Word for word, copy the lines beginning at the one with "the stool legs" and ending at the last line below; pictures stay out.

* **Entries provided**:
- Opening Delimiter -

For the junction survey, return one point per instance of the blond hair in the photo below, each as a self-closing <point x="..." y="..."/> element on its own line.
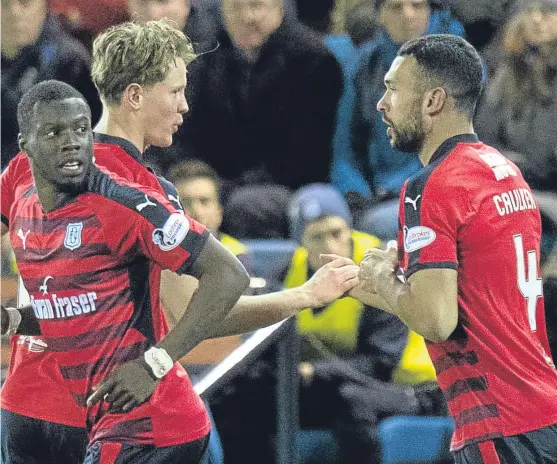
<point x="136" y="53"/>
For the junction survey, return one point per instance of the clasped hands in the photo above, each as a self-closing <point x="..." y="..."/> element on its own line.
<point x="377" y="266"/>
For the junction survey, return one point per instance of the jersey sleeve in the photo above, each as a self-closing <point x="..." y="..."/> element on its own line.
<point x="6" y="196"/>
<point x="143" y="222"/>
<point x="432" y="216"/>
<point x="7" y="189"/>
<point x="171" y="193"/>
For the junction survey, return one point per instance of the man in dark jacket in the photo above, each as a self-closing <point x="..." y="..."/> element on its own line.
<point x="34" y="49"/>
<point x="265" y="100"/>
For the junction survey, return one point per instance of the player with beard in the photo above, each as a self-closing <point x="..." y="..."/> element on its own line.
<point x="466" y="275"/>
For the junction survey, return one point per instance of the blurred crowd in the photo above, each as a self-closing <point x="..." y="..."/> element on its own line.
<point x="283" y="141"/>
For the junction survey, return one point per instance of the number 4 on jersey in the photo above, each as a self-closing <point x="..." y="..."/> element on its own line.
<point x="532" y="287"/>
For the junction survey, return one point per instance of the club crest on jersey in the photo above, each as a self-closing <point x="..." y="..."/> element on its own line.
<point x="417" y="237"/>
<point x="72" y="240"/>
<point x="172" y="233"/>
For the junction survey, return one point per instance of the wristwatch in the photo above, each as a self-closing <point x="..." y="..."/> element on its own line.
<point x="159" y="361"/>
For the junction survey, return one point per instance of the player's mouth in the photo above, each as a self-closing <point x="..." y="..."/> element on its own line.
<point x="71" y="168"/>
<point x="389" y="127"/>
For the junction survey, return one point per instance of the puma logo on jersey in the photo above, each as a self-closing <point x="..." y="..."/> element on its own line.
<point x="141" y="206"/>
<point x="23" y="237"/>
<point x="174" y="199"/>
<point x="35" y="345"/>
<point x="44" y="287"/>
<point x="414" y="202"/>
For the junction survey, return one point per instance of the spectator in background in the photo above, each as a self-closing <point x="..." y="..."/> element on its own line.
<point x="264" y="102"/>
<point x="520" y="102"/>
<point x="196" y="18"/>
<point x="85" y="19"/>
<point x="351" y="353"/>
<point x="483" y="21"/>
<point x="366" y="163"/>
<point x="34" y="49"/>
<point x="199" y="187"/>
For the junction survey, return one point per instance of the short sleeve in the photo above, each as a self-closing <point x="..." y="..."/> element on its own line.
<point x="141" y="221"/>
<point x="7" y="198"/>
<point x="433" y="215"/>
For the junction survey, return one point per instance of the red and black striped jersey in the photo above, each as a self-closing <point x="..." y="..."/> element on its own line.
<point x="33" y="370"/>
<point x="86" y="267"/>
<point x="471" y="210"/>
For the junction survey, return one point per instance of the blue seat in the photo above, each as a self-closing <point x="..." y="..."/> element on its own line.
<point x="317" y="446"/>
<point x="409" y="439"/>
<point x="215" y="453"/>
<point x="269" y="258"/>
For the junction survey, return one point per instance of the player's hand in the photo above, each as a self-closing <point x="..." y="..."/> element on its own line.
<point x="4" y="320"/>
<point x="127" y="387"/>
<point x="331" y="281"/>
<point x="377" y="266"/>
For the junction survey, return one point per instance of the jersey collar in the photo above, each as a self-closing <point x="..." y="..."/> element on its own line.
<point x="126" y="145"/>
<point x="448" y="145"/>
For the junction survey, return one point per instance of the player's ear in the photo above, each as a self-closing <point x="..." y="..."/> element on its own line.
<point x="22" y="142"/>
<point x="434" y="101"/>
<point x="133" y="96"/>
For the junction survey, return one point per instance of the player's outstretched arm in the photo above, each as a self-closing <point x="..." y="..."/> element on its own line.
<point x="426" y="302"/>
<point x="24" y="324"/>
<point x="253" y="312"/>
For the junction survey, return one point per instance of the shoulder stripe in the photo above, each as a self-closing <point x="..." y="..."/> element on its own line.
<point x="171" y="192"/>
<point x="143" y="204"/>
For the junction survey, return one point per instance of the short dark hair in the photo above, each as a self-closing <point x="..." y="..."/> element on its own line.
<point x="194" y="169"/>
<point x="451" y="62"/>
<point x="43" y="92"/>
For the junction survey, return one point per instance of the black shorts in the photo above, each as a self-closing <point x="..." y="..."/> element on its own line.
<point x="528" y="448"/>
<point x="117" y="453"/>
<point x="26" y="440"/>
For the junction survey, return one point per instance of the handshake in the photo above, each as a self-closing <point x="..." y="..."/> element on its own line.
<point x="339" y="277"/>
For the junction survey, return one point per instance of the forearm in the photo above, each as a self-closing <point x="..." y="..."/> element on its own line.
<point x="209" y="305"/>
<point x="254" y="312"/>
<point x="29" y="324"/>
<point x="412" y="307"/>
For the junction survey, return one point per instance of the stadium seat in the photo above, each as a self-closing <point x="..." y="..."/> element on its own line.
<point x="409" y="439"/>
<point x="317" y="446"/>
<point x="269" y="258"/>
<point x="215" y="453"/>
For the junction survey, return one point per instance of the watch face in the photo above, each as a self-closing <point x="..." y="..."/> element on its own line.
<point x="159" y="361"/>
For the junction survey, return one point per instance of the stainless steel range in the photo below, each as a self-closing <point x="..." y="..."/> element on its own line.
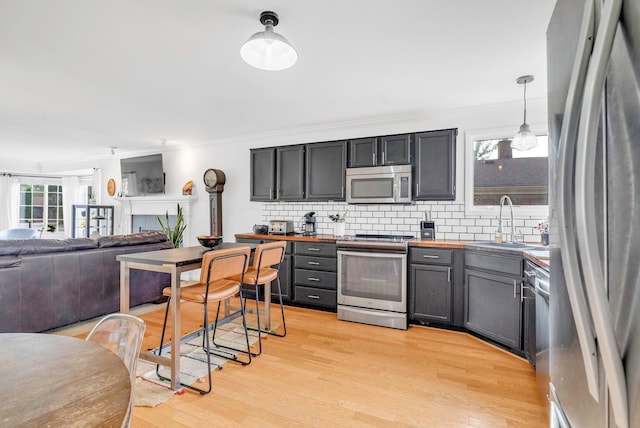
<point x="372" y="279"/>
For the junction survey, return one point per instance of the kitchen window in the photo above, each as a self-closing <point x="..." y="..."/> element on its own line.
<point x="493" y="169"/>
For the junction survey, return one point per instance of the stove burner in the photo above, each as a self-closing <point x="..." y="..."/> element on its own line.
<point x="378" y="238"/>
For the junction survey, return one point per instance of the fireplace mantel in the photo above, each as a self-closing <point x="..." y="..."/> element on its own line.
<point x="157" y="206"/>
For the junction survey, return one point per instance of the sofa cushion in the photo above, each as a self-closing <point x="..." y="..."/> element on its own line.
<point x="133" y="239"/>
<point x="9" y="261"/>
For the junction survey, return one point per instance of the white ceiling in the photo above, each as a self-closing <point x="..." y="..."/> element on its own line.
<point x="78" y="76"/>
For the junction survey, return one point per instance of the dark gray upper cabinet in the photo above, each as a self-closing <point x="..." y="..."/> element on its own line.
<point x="363" y="152"/>
<point x="263" y="174"/>
<point x="375" y="151"/>
<point x="436" y="293"/>
<point x="325" y="176"/>
<point x="290" y="173"/>
<point x="435" y="165"/>
<point x="395" y="150"/>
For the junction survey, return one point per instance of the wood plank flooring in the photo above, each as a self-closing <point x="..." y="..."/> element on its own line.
<point x="330" y="373"/>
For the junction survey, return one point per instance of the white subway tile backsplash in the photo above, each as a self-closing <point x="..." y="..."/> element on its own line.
<point x="450" y="219"/>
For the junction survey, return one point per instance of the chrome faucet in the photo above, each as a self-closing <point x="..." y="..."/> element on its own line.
<point x="506" y="199"/>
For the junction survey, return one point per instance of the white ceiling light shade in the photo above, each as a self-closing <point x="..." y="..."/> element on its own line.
<point x="268" y="50"/>
<point x="525" y="139"/>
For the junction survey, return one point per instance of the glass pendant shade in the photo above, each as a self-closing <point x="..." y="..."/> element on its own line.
<point x="525" y="139"/>
<point x="268" y="50"/>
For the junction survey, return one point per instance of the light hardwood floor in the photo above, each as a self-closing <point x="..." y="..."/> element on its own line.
<point x="330" y="373"/>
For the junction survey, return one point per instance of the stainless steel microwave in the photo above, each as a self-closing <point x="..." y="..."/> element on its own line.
<point x="379" y="185"/>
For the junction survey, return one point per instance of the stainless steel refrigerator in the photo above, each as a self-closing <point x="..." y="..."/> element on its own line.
<point x="594" y="131"/>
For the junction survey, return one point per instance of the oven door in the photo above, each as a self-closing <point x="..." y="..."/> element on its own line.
<point x="373" y="280"/>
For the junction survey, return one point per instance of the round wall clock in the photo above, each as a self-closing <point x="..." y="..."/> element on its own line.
<point x="214" y="180"/>
<point x="111" y="187"/>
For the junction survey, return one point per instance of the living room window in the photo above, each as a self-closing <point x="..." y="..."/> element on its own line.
<point x="494" y="169"/>
<point x="41" y="206"/>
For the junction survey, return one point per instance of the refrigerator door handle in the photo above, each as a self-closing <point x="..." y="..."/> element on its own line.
<point x="566" y="208"/>
<point x="592" y="268"/>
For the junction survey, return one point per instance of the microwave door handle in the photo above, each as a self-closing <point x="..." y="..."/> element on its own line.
<point x="586" y="158"/>
<point x="565" y="208"/>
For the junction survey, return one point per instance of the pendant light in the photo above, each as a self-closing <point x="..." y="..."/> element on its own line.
<point x="268" y="50"/>
<point x="525" y="139"/>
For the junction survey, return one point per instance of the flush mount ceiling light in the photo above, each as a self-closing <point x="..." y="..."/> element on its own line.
<point x="268" y="50"/>
<point x="525" y="139"/>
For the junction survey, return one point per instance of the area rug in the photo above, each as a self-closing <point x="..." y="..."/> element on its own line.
<point x="150" y="390"/>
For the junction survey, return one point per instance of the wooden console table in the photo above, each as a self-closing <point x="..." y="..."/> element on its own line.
<point x="173" y="261"/>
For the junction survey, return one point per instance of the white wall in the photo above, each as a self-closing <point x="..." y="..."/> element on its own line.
<point x="239" y="214"/>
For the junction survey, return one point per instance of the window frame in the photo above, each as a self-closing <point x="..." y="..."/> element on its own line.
<point x="35" y="181"/>
<point x="488" y="134"/>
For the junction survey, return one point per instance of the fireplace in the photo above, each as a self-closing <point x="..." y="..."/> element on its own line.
<point x="139" y="214"/>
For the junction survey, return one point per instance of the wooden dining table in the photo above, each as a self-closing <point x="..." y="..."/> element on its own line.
<point x="173" y="261"/>
<point x="49" y="380"/>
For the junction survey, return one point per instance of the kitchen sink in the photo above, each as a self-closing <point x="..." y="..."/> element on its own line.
<point x="512" y="245"/>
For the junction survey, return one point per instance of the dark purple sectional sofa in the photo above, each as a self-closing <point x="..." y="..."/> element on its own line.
<point x="46" y="284"/>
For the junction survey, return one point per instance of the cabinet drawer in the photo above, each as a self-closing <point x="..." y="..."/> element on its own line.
<point x="314" y="278"/>
<point x="496" y="262"/>
<point x="315" y="249"/>
<point x="316" y="296"/>
<point x="432" y="256"/>
<point x="316" y="263"/>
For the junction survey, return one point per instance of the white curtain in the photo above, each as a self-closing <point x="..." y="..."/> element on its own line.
<point x="71" y="194"/>
<point x="9" y="197"/>
<point x="96" y="185"/>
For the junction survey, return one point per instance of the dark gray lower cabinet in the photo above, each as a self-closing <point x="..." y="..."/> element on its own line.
<point x="315" y="277"/>
<point x="435" y="286"/>
<point x="431" y="293"/>
<point x="493" y="306"/>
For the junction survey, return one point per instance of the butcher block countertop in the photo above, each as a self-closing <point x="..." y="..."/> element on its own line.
<point x="290" y="237"/>
<point x="537" y="256"/>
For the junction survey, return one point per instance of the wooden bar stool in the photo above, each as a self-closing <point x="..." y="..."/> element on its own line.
<point x="264" y="269"/>
<point x="216" y="285"/>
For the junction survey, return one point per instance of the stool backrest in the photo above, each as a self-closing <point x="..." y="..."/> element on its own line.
<point x="122" y="334"/>
<point x="269" y="254"/>
<point x="219" y="264"/>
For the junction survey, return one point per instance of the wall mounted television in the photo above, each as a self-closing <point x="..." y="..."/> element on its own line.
<point x="142" y="175"/>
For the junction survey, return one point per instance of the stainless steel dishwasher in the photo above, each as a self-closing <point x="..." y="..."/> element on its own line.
<point x="537" y="279"/>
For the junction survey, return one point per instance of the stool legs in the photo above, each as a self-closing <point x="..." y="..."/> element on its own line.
<point x="206" y="345"/>
<point x="272" y="332"/>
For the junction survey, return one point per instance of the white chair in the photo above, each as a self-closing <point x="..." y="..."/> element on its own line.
<point x="121" y="334"/>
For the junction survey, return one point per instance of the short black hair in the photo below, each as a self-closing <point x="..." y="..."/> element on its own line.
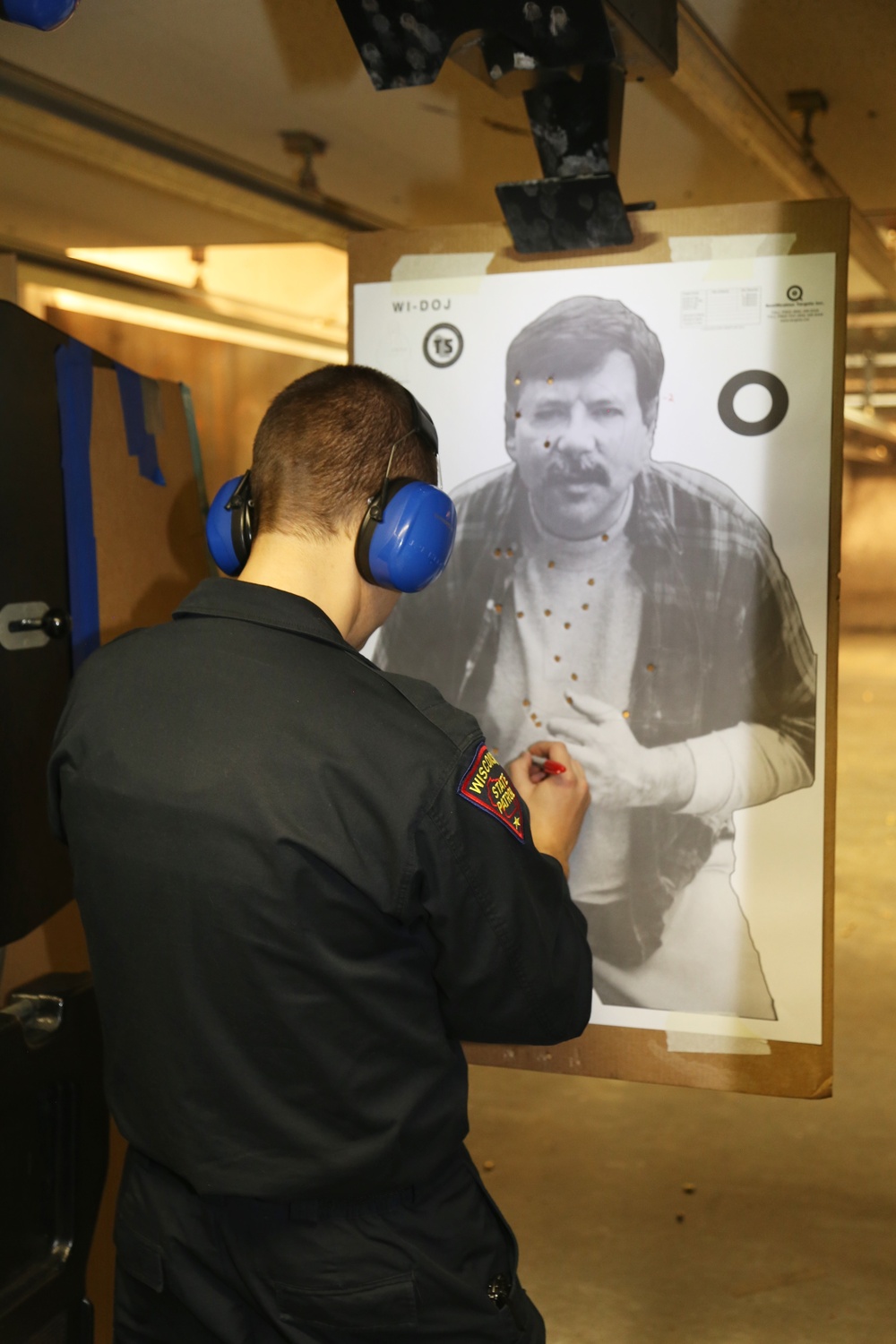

- Closing Delimiter -

* **Solution for this task**:
For the junction survey, return one point per instance of the stool legs in the photo above, each as a self-closing <point x="..." y="..."/> element on its own line.
<point x="206" y="345"/>
<point x="272" y="332"/>
For the junction survey, return one point per instance of the white chair in the photo above, each as a self-closing <point x="..." y="..."/> element on its own line.
<point x="121" y="334"/>
For the junction survey, return one point per instance of the short black hair in the photo below, each as a self-closing <point x="..." y="..."/> element on its own line.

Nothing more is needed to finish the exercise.